THE TASK
Count the lines in the entries below that contain the string "white", treating uppercase and lowercase as different. Reply with the number alone.

DATASET ROWS
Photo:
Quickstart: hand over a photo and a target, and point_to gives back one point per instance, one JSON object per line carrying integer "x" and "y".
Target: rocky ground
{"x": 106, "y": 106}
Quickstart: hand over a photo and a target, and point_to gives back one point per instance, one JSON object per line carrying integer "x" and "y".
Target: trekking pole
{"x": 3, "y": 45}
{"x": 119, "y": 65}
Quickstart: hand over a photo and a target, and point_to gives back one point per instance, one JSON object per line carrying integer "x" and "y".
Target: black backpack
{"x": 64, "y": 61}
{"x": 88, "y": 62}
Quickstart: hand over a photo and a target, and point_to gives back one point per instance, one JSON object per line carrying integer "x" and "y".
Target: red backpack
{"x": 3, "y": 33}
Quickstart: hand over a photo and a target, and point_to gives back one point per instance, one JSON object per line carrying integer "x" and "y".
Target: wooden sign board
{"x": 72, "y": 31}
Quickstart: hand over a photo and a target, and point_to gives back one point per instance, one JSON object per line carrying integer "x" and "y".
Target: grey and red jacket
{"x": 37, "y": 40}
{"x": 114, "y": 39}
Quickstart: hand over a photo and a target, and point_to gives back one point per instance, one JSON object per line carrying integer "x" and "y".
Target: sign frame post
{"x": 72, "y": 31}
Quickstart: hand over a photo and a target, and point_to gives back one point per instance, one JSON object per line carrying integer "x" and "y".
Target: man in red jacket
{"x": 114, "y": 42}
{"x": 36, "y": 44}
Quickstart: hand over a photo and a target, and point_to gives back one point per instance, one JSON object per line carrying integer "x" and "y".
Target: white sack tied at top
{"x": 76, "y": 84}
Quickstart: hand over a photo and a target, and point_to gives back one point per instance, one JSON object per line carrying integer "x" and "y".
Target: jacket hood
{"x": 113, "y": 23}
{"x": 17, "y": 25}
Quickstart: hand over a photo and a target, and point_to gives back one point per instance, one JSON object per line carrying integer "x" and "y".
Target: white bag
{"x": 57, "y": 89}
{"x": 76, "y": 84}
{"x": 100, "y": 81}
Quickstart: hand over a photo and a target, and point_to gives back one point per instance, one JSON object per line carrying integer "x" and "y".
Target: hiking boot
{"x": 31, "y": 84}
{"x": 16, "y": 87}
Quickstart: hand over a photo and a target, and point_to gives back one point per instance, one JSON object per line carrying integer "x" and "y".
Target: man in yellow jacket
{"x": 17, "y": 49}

==

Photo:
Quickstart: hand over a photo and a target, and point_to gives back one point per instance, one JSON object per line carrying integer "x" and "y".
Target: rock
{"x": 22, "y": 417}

WRITTEN SOLUTION
2